▶ **GIVEN INSTRUCTION**
Render the listing below, from its first line through the line containing "(260, 1076)" inclusive, as a Markdown table with the columns Row and Line, numbering each line and omitting blank lines.

▶ **DATA PROVIDED**
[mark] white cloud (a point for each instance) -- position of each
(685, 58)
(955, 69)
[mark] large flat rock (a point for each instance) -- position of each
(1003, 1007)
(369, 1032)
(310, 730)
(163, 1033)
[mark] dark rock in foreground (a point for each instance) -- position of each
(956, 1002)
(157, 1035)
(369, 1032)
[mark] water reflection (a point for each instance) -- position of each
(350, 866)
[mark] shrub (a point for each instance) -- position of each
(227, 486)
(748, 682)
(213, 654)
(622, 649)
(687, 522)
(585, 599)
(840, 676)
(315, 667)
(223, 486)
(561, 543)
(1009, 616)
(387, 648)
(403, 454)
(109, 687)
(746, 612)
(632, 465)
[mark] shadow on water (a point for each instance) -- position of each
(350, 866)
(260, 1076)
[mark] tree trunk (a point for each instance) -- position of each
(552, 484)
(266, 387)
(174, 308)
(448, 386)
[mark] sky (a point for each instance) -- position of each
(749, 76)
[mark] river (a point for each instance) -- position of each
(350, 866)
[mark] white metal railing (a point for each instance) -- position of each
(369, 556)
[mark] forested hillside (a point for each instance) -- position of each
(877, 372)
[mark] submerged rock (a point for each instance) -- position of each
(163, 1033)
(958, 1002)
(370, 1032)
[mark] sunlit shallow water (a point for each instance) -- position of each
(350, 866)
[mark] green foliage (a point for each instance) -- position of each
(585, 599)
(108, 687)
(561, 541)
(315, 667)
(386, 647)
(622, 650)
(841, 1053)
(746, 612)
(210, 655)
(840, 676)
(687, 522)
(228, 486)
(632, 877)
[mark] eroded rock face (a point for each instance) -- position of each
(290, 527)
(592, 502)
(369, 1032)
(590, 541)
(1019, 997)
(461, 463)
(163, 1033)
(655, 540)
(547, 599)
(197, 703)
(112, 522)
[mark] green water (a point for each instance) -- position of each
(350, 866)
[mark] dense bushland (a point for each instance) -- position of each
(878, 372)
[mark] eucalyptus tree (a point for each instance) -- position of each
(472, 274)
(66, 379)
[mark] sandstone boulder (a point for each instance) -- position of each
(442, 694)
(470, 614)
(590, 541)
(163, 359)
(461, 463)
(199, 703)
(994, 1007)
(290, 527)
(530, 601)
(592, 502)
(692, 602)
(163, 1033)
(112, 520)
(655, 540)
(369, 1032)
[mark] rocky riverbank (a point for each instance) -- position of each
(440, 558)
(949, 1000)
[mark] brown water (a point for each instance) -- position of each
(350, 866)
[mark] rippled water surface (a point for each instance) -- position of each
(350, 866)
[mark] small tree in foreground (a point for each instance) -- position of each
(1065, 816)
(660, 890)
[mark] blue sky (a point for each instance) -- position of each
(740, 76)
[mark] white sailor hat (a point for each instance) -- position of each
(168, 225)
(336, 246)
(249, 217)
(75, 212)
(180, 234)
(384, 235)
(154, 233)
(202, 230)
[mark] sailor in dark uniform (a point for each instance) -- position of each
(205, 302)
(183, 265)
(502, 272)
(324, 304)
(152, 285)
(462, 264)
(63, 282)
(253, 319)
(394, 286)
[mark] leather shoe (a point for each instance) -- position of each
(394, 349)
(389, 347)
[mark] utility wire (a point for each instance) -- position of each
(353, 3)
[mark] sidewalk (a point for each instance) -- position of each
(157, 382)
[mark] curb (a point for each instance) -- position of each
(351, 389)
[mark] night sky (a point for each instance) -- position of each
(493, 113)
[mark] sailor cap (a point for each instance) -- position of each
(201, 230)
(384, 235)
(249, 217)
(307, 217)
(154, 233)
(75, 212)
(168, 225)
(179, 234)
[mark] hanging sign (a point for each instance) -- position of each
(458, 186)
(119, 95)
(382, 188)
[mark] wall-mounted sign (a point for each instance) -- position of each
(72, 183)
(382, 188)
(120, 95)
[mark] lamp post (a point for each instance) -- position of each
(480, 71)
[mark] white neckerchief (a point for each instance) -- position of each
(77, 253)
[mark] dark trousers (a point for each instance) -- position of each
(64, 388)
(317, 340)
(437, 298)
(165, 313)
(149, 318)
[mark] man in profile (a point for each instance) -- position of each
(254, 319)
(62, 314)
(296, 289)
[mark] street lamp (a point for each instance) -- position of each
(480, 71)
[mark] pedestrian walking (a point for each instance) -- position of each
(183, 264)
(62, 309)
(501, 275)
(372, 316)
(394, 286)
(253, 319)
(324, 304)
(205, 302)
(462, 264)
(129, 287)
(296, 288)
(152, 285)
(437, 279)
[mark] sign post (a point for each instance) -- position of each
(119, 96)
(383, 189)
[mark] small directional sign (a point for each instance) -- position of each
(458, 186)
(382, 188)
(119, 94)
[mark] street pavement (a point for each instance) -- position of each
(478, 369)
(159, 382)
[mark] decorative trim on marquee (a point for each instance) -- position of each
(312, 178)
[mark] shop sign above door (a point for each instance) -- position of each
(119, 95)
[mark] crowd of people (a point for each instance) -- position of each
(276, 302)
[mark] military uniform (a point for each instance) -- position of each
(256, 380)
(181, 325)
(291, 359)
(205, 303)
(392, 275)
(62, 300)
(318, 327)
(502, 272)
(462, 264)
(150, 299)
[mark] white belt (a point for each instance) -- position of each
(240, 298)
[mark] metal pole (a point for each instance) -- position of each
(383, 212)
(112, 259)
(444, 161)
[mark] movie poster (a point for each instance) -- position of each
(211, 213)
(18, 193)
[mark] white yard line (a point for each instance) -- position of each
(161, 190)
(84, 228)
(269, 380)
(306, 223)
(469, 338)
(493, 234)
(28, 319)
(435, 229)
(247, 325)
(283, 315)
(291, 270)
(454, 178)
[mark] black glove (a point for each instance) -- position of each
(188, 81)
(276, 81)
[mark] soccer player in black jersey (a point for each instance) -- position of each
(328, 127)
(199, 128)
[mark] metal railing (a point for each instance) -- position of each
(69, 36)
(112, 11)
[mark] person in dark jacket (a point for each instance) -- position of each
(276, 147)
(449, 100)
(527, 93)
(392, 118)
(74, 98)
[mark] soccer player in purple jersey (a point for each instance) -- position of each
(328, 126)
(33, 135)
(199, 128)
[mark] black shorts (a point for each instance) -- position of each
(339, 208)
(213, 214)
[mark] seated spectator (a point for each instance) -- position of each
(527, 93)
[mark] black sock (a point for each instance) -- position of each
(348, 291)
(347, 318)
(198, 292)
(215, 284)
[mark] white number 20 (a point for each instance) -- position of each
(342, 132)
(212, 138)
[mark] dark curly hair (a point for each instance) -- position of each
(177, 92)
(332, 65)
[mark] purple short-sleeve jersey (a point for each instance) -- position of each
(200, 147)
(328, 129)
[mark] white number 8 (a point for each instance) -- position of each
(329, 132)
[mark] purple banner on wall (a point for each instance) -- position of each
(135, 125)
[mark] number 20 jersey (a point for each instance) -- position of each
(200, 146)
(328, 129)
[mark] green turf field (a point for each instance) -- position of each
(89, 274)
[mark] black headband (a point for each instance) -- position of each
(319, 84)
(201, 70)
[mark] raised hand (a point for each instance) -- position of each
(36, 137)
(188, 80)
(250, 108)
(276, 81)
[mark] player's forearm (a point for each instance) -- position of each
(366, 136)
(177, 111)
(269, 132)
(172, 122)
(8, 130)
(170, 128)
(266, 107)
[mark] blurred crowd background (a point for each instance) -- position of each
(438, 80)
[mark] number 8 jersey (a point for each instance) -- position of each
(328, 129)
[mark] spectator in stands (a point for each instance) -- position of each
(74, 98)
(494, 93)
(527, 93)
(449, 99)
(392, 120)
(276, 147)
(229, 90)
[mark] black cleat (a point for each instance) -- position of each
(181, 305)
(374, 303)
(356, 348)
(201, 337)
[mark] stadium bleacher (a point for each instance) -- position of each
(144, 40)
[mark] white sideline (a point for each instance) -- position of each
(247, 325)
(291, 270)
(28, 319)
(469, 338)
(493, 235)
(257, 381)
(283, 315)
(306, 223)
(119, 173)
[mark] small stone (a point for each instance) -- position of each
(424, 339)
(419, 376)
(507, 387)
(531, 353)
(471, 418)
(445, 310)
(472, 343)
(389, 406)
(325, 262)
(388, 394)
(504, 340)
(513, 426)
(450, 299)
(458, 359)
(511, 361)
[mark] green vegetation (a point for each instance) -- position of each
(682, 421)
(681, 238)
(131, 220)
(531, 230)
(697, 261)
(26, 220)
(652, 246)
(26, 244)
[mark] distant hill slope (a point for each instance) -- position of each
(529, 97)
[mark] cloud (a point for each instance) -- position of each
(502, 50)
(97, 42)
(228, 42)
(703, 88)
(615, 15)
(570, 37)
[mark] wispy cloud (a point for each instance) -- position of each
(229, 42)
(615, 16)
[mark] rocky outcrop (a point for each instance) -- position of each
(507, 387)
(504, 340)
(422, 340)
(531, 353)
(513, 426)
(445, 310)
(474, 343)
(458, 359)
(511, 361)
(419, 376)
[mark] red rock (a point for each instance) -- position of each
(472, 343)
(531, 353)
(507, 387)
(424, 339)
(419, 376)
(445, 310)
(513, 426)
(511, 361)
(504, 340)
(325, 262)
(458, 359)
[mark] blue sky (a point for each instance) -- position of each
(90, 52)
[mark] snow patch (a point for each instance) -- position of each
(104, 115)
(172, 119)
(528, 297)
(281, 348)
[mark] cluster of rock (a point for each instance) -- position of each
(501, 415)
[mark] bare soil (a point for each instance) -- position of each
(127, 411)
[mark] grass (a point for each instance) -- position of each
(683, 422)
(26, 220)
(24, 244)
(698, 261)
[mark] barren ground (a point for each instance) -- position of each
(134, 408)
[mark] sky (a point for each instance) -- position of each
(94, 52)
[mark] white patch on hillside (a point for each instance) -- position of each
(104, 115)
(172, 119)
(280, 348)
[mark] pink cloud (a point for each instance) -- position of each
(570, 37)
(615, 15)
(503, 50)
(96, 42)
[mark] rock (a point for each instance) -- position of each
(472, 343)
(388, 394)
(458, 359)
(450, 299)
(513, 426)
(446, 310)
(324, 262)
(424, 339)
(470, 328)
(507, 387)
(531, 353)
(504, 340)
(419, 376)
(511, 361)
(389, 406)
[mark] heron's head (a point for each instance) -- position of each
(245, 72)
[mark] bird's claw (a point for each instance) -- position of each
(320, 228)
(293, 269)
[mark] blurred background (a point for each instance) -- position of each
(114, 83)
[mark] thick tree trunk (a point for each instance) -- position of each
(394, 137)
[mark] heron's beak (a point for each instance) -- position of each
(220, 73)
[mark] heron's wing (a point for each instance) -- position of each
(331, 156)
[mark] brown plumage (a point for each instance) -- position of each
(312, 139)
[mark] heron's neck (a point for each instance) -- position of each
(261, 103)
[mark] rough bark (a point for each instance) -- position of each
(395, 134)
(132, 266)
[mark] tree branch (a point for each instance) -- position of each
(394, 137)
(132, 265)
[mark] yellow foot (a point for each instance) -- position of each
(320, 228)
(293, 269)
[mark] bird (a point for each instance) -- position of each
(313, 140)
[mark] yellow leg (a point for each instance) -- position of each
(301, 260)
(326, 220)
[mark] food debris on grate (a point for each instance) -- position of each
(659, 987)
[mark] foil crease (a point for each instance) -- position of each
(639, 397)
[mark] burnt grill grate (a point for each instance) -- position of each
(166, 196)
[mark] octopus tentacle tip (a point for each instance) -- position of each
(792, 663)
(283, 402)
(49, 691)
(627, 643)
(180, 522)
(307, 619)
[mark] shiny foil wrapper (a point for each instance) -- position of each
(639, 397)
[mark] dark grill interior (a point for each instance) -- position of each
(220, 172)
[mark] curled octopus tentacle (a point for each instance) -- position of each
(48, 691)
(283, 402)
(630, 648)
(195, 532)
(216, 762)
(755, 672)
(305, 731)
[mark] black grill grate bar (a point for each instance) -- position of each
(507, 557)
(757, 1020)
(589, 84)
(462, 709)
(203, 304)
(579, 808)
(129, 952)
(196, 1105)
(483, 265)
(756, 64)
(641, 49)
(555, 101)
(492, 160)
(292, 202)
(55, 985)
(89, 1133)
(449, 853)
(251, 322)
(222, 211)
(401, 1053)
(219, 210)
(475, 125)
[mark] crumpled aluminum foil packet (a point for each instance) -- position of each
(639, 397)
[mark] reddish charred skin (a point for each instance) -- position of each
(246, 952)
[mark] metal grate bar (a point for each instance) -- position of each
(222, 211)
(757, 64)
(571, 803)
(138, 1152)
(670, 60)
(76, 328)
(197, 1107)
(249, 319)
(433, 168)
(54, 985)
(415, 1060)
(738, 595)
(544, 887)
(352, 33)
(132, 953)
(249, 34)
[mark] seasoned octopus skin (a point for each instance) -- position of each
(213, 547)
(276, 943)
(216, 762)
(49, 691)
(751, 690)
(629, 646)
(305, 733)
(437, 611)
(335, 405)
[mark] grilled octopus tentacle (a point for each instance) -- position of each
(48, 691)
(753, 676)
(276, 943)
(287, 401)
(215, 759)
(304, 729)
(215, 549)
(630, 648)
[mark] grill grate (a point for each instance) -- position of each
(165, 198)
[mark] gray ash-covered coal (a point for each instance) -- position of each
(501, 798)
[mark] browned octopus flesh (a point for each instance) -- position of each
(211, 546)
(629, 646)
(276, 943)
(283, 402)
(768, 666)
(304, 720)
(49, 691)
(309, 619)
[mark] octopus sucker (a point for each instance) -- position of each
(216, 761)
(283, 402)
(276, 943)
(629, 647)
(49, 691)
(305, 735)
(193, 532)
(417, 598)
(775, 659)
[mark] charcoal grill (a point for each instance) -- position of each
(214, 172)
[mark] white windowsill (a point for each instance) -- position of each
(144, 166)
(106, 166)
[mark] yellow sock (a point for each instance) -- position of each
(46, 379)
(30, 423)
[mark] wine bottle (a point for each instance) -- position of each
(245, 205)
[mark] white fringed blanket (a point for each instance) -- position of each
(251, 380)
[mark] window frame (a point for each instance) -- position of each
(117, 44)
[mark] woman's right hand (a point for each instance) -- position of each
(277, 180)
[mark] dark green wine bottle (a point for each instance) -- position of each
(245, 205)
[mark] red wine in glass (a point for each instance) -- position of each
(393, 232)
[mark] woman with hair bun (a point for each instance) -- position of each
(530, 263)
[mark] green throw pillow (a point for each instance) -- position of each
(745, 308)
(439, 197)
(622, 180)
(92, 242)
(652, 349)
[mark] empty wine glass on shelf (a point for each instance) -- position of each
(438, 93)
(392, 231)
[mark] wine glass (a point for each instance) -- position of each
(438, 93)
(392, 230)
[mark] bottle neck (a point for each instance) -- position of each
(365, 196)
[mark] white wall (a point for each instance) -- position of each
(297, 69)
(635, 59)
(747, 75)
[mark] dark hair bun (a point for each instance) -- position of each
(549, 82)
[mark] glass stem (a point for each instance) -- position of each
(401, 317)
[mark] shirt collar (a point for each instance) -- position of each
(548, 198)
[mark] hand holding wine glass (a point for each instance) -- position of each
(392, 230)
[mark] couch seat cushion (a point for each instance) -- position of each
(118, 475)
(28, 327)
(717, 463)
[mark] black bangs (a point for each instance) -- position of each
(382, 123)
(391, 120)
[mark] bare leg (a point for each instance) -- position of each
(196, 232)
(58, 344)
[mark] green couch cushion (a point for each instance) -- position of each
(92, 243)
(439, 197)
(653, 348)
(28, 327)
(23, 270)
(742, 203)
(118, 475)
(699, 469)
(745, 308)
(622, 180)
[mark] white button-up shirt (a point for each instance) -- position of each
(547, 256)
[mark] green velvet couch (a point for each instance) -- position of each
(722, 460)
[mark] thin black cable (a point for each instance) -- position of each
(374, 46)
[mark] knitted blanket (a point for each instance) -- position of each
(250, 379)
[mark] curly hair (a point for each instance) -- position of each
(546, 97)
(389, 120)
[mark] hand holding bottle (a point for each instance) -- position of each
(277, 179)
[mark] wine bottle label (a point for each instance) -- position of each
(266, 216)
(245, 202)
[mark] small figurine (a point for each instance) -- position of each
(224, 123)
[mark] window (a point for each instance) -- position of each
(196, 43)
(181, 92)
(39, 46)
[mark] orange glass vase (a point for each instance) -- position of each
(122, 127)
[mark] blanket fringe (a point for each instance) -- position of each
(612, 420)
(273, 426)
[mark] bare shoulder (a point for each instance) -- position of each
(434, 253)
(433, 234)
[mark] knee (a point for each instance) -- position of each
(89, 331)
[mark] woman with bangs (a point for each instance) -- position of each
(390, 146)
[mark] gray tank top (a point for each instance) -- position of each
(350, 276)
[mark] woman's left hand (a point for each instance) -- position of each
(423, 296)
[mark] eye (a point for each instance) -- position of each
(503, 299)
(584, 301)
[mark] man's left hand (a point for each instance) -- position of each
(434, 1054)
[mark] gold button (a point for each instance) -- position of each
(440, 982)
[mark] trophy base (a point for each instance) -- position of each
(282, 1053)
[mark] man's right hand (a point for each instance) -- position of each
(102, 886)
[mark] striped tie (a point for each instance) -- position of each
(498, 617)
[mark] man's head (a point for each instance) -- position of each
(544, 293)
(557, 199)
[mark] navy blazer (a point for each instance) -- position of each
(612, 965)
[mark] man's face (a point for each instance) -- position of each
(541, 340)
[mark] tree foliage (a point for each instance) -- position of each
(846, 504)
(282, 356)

▶ **RESPONSE TO THIS EXERCISE**
| Row | Line |
|---|---|
| 1 | [mark] white cloud (a point for each instance) -- position of each |
| 2 | (685, 58) |
| 3 | (955, 69) |
| 4 | [mark] large flat rock (a point for each instance) -- position of each |
| 5 | (1003, 1007) |
| 6 | (369, 1032) |
| 7 | (310, 730) |
| 8 | (163, 1033) |
| 9 | [mark] dark rock in foreground (a point for each instance) -- position of each |
| 10 | (956, 1002) |
| 11 | (157, 1035) |
| 12 | (369, 1032) |
| 13 | [mark] water reflection (a point for each instance) -- position of each |
| 14 | (350, 866) |
| 15 | [mark] shrub (a point for each instance) -- position of each |
| 16 | (227, 486) |
| 17 | (748, 682) |
| 18 | (213, 654) |
| 19 | (622, 649) |
| 20 | (687, 522) |
| 21 | (585, 599) |
| 22 | (840, 676) |
| 23 | (315, 667) |
| 24 | (223, 486) |
| 25 | (561, 543) |
| 26 | (1009, 616) |
| 27 | (387, 648) |
| 28 | (403, 454) |
| 29 | (109, 687) |
| 30 | (746, 612) |
| 31 | (632, 465) |
| 32 | [mark] shadow on water (a point for each instance) -- position of each |
| 33 | (350, 866) |
| 34 | (260, 1076) |